[TASK BRIEF] In the material below, find the line containing "Each instance of the wood" and the line containing "Each instance of the shadow". Output those two lines and all lines between them exactly, without pictures.

[SOURCE RECORDS]
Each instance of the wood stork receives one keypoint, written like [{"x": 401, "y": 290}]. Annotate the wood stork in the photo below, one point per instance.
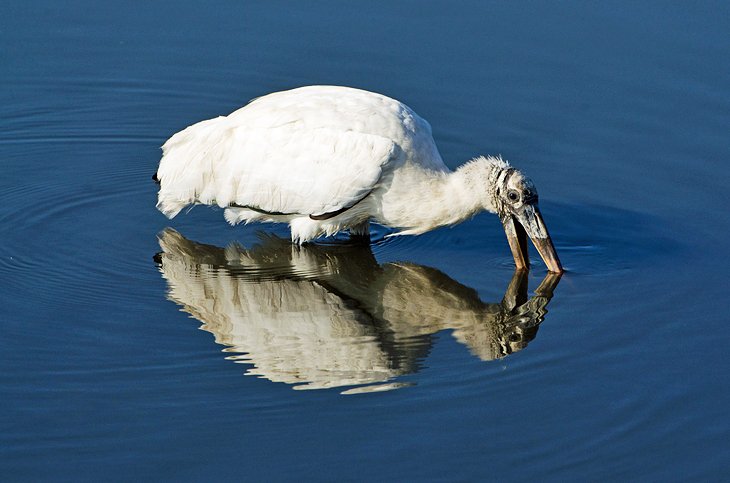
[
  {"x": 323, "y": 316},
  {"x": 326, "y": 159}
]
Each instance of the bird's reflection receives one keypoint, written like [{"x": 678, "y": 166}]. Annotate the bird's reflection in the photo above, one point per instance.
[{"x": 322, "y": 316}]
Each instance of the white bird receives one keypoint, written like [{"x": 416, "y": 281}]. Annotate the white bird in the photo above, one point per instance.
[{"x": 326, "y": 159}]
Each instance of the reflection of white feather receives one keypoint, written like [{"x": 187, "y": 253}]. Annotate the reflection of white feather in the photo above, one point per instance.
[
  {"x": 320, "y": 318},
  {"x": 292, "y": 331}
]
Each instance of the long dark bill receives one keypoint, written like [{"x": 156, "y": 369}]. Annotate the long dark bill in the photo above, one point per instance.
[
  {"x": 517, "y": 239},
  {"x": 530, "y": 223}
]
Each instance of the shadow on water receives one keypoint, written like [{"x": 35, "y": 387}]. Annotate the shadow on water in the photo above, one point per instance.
* * *
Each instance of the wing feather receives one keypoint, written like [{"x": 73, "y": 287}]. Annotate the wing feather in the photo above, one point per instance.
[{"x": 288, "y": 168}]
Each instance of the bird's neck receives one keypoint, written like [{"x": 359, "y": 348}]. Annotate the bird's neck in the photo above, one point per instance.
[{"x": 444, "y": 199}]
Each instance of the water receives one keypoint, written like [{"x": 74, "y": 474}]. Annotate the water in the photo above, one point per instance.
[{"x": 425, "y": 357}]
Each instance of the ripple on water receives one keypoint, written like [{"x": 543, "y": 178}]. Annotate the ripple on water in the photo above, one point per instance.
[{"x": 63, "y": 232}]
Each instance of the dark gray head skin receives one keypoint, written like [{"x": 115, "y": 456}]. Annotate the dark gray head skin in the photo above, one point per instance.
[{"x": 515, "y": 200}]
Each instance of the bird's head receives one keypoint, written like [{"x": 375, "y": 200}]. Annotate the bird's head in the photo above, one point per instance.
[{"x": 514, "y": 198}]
--
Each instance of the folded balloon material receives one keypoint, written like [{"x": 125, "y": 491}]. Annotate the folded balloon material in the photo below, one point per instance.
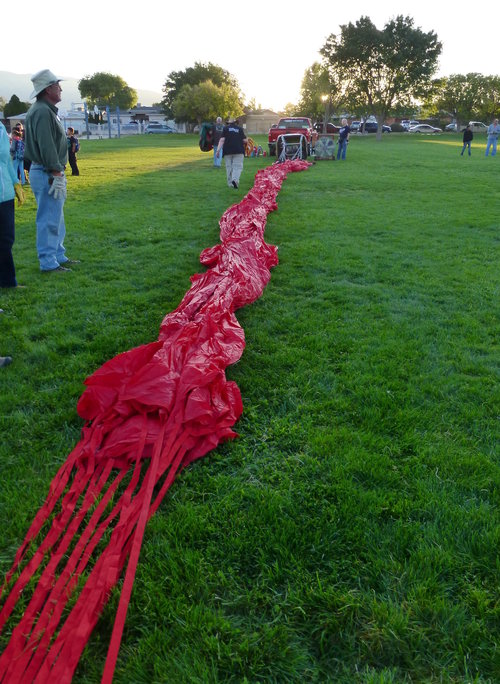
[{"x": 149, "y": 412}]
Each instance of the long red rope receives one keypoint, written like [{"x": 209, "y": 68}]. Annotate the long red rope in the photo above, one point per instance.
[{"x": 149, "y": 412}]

[TASK SOLUTION]
Each instance of the wood stork receives one keypoint, written like [{"x": 401, "y": 290}]. Annotate the wood stork in the photo below, one point per instance.
[
  {"x": 323, "y": 316},
  {"x": 326, "y": 159}
]
Each instance of the bird's reflection receives one keypoint, written like [{"x": 678, "y": 166}]. Annotate the bird's reflection in the photo above, one point per instance.
[{"x": 322, "y": 316}]
Each instance of the white bird receives one keypoint, written like [{"x": 416, "y": 281}]. Annotate the white bird in the photo above, one point per instance.
[{"x": 326, "y": 159}]
Each instance of the reflection of white feather receives one keypoint, written like [{"x": 187, "y": 253}]. Annotate the reflection of white feather in the photo above, one point per instance.
[
  {"x": 320, "y": 318},
  {"x": 292, "y": 331}
]
Each instance of the long dark bill receives one keypoint, written like [{"x": 156, "y": 369}]. Annotate the long dark bill in the photo above, one point per instance.
[
  {"x": 517, "y": 239},
  {"x": 530, "y": 223}
]
Each instance of the shadow on water receives one keypoint, written like [{"x": 35, "y": 387}]. Annotate the shadow on water in the photo above, one point per instance.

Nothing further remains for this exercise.